Work to complete>
Extract the full set of records that follows, word for word.

[BEGIN]

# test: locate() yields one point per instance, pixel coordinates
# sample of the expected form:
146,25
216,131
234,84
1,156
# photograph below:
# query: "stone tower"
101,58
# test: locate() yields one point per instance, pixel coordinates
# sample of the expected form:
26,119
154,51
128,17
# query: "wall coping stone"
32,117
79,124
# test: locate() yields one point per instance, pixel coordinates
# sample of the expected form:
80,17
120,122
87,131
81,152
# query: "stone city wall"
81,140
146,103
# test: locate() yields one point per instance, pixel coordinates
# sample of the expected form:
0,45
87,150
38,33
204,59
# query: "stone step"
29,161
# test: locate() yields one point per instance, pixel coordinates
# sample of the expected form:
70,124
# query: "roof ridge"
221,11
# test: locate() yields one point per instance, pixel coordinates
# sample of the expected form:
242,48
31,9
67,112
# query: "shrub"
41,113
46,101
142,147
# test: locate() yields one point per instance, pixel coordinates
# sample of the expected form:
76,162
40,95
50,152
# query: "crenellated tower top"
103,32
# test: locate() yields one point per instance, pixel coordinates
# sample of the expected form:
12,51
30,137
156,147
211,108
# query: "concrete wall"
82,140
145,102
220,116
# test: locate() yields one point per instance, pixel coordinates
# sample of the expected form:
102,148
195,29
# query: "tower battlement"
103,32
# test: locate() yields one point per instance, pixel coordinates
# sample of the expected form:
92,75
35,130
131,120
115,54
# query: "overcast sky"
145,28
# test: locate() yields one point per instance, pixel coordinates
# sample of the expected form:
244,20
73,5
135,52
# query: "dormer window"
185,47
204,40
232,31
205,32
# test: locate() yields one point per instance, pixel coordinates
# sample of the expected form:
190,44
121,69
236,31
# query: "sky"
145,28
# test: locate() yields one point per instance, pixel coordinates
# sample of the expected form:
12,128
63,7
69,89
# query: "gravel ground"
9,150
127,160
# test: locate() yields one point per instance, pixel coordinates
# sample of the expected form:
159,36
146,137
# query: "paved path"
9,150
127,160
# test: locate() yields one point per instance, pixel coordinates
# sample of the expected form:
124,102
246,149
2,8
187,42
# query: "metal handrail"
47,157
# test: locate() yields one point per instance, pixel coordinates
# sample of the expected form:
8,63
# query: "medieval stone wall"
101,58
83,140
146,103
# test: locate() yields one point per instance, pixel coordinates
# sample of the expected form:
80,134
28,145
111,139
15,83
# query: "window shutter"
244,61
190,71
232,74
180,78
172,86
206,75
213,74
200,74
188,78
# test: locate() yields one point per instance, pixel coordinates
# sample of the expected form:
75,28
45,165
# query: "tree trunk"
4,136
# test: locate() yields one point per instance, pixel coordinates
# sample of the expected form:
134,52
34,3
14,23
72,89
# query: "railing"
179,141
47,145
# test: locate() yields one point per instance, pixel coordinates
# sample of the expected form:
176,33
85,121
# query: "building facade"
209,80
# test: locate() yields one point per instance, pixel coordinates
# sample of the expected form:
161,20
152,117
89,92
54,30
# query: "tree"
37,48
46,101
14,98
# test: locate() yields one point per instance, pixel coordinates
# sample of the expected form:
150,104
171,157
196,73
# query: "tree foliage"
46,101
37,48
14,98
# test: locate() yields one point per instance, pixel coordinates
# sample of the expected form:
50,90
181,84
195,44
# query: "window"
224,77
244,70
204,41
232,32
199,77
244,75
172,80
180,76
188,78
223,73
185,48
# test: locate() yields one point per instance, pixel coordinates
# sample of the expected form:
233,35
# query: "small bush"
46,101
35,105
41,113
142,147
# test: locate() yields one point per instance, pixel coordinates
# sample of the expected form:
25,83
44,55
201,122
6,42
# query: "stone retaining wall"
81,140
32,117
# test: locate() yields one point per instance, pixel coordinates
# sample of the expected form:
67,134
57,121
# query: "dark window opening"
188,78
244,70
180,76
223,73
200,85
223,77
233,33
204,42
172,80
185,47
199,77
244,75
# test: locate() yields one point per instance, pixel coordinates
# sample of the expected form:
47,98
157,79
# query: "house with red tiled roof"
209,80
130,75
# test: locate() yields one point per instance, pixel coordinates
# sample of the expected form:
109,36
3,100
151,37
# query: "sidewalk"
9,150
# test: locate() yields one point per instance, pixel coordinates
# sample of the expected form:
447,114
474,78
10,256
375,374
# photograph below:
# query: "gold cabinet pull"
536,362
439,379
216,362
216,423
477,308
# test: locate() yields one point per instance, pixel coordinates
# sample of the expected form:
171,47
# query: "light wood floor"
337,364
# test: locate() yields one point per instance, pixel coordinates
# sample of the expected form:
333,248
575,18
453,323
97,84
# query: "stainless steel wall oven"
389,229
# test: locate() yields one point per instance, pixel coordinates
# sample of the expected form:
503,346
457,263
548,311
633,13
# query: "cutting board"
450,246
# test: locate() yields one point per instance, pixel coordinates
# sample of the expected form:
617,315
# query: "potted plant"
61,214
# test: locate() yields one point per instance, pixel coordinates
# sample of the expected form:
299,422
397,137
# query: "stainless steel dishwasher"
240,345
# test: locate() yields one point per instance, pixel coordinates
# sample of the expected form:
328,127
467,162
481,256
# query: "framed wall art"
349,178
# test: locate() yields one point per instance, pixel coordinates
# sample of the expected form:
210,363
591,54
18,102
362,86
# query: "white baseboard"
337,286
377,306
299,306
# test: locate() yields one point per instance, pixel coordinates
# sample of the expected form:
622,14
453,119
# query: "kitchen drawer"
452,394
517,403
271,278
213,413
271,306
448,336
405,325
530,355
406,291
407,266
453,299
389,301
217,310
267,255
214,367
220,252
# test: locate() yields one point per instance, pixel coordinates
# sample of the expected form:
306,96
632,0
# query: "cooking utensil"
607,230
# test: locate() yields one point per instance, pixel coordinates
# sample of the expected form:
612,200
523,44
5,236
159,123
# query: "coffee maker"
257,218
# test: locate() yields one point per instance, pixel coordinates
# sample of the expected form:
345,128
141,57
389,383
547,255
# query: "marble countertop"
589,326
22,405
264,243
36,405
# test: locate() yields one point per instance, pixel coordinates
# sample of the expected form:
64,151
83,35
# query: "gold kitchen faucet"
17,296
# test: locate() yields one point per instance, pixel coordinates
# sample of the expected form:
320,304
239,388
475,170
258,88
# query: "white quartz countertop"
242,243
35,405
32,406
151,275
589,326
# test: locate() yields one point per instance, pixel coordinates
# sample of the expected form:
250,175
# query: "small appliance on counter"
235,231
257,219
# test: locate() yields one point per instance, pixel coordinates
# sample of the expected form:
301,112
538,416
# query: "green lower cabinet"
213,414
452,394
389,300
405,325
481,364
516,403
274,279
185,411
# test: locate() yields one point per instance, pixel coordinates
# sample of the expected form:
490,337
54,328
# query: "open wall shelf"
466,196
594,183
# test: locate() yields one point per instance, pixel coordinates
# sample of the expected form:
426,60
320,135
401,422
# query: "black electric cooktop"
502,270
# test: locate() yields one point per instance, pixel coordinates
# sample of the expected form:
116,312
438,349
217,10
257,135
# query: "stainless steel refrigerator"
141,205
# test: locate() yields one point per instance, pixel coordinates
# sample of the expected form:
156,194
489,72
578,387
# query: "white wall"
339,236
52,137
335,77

[END]

Correct response>
# test: locate() yields one point per instance, pixel coordinates
# sample of the expected form:
146,25
216,131
234,84
1,156
# photograph below:
# query: "stone tower"
101,58
# test: locate() yields one point per instance, pixel coordinates
# sample of the expected form:
26,119
154,51
128,17
# query: "wall coping stone"
32,117
79,124
# test: locate() yields one point per instance, pixel coordinates
# sample of the expected form:
80,17
120,122
87,131
81,152
# query: "stone city wall"
81,140
146,103
# test: locate() yields one point per instance, pixel coordinates
# sample of the expected form:
0,45
87,150
38,33
204,59
# query: "stone step"
29,161
# test: locate() yields one point per instance, pixel coordinates
# sample of the expected form:
70,124
# query: "roof ridge"
221,11
# test: locate() yields one point per instance, pixel coordinates
# sample of the expected form:
242,48
31,9
67,112
# query: "shrub"
41,113
46,101
142,147
# test: locate() yields one point per instance, pixel coordinates
# sample of the expected form:
76,162
40,95
50,152
# query: "crenellated tower top"
103,32
# test: locate() yields one point per instance, pixel coordinates
# sample of the expected form:
12,51
30,137
156,147
211,108
# query: "concrete wall"
82,140
145,102
220,116
# test: locate() yields one point per instance, pixel coordinates
# sample of the expected form:
102,148
195,29
# query: "tower battlement"
103,32
# test: locate() yields one point per instance, pixel coordinates
# sample of the expected form:
92,75
35,130
131,120
115,54
# query: "overcast sky"
145,28
# test: locate() yields one point per instance, pixel coordinates
# sample of the expected form:
244,20
73,5
135,52
# query: "dormer window"
185,47
204,40
232,31
205,32
# test: locate() yields one point per instance, pixel coordinates
# sample of the expected form:
190,44
121,69
236,31
# query: "sky"
145,28
# test: locate() yields one point per instance, pixel coordinates
# sample of the expected form:
12,128
63,7
69,89
# query: "gravel ground"
9,150
127,160
# test: locate() yields one point per instance, pixel coordinates
# sample of the expected form:
159,36
146,137
# query: "paved path"
9,150
127,160
# test: locate() yields one point per instance, pixel coordinates
# sample of the expected form:
124,102
246,149
2,8
187,42
# query: "metal handrail"
47,157
# test: locate() yields one point per instance, pixel coordinates
# sample of the expected form:
8,63
# query: "medieval stone wall"
101,58
83,140
146,103
# test: locate() yields one point per instance, pixel coordinates
# sample of the expected form:
80,134
28,145
111,139
15,83
# query: "window shutter"
244,61
190,71
232,74
180,78
172,86
206,75
213,74
200,74
188,78
# test: locate() yields one point per instance, pixel coordinates
# sample of the expected form:
75,28
45,165
# query: "tree trunk"
4,136
# test: locate() yields one point per instance, pixel coordinates
# sample of the expected form:
134,52
34,3
14,23
72,89
# query: "railing"
179,141
47,145
# test: locate() yields one point per instance, pixel coordinates
# sample of the expected form:
176,33
85,121
# query: "building facade"
209,80
# test: locate() yields one point per instance, pixel coordinates
# sample of the expected form:
161,20
152,117
89,92
54,30
# query: "tree"
37,48
46,101
14,98
# test: locate() yields one point per instance, pixel coordinates
# sample of the expected form:
150,104
171,157
196,73
# query: "tree foliage"
46,101
37,48
14,98
# test: locate() yields one point per instance, pixel coordinates
# sample of the expected form:
50,90
181,84
195,44
# query: "window"
224,77
244,70
204,41
232,32
199,77
244,75
172,80
180,76
188,78
223,73
185,48
# test: locate() yields one point per instance, pixel coordinates
# sample of the expected form:
233,35
# query: "small bush"
46,101
35,105
41,113
142,147
# test: locate() yields one point per instance, pixel coordinates
# sample of the expected form:
25,83
44,55
201,122
6,42
# query: "stone retaining wall"
81,140
32,117
# test: locate() yields one point per instance, pixel coordinates
# sample of the expected form:
67,134
57,121
# query: "dark window opening"
188,78
244,70
180,76
223,73
200,85
223,77
233,33
204,42
172,80
185,47
199,77
244,75
# test: locate() yields one point per instance, pixel coordinates
# sample of the expected form:
47,98
157,79
# query: "house with red tiled roof"
209,80
130,75
# test: locate() yields one point per instance, pixel coordinates
# sample of the expected form:
109,36
3,100
151,37
# query: "sidewalk"
9,150
# test: locate() yields one point per instance, pixel coordinates
# sample of the expected form:
447,114
474,78
10,256
375,374
# photograph below:
# query: "gold cabinet pull"
536,362
439,379
216,362
216,423
477,308
# test: locate() yields one point per instance, pixel coordinates
# sample of the expected form:
171,47
# query: "light wood floor"
337,364
# test: locate() yields one point per instance, pixel coordinates
# sample of the expected form:
333,248
575,18
453,323
97,84
# query: "stainless steel wall oven"
389,229
# test: locate() yields one point per instance, pixel coordinates
# sample of the expected form:
503,346
457,263
548,311
633,13
# query: "cutting board"
450,246
# test: locate() yields one point per instance, pixel coordinates
# sample of the expected form:
617,315
# query: "potted plant"
61,214
# test: locate() yields one point per instance, pixel coordinates
# sample of the expected form:
299,422
397,137
# query: "stainless steel dishwasher"
240,345
# test: locate() yields one point per instance, pixel coordinates
# sample of the expected form:
328,127
467,162
481,256
# query: "framed wall art"
349,178
# test: locate() yields one point per instance, pixel coordinates
# sample of the expected form:
210,363
591,54
18,102
362,86
# query: "white baseboard"
337,286
377,306
299,306
# test: locate() yields one point per instance, pixel coordinates
# sample of the expected form:
622,14
453,119
# query: "kitchen drawer"
452,394
517,403
271,278
213,413
271,306
448,336
405,325
530,355
406,291
407,266
453,299
389,301
217,310
267,255
214,367
220,252
# test: locate() yields one point per instance, pixel coordinates
# sample of the expected form:
306,96
632,0
# query: "cooking utensil"
607,230
# test: locate() yields one point per instance, pixel coordinates
# sample of the expected form:
612,200
523,44
5,236
159,123
# query: "coffee maker"
257,218
# test: locate() yields one point per instance, pixel coordinates
# sample of the expected form:
345,128
141,57
389,383
547,255
# query: "marble countertop"
589,326
22,405
264,243
36,405
# test: locate() yields one point per instance, pixel coordinates
# sample of the expected form:
64,151
83,35
# query: "gold kitchen faucet"
17,296
# test: locate() yields one point per instance, pixel coordinates
# sample of the expected form:
320,304
239,388
475,170
258,88
# query: "white quartz countertop"
242,243
35,405
32,406
151,275
589,326
# test: locate() yields one point per instance, pixel coordinates
# sample of the expected form:
250,175
# query: "small appliance on counter"
235,231
257,219
# test: locate() yields one point per instance, pixel coordinates
# sample of the expected form:
301,112
538,416
# query: "green lower cabinet"
213,414
452,394
389,300
405,325
481,364
516,403
274,279
185,411
# test: locate() yields one point per instance, pixel coordinates
# sample of the expected form:
490,337
54,328
# query: "open wall shelf"
466,196
594,183
# test: locate() yields one point per instance, pixel coordinates
# sample of the expected form:
426,60
320,135
401,422
# query: "black electric cooktop"
502,270
# test: locate() yields one point per instance, pixel coordinates
# sample of the expected form:
116,312
438,349
217,10
257,135
# query: "stainless steel refrigerator"
141,205
# test: locate() yields one point per instance, pixel coordinates
# sample of the expected form:
156,194
489,72
578,387
# query: "white wall"
339,236
52,137
335,77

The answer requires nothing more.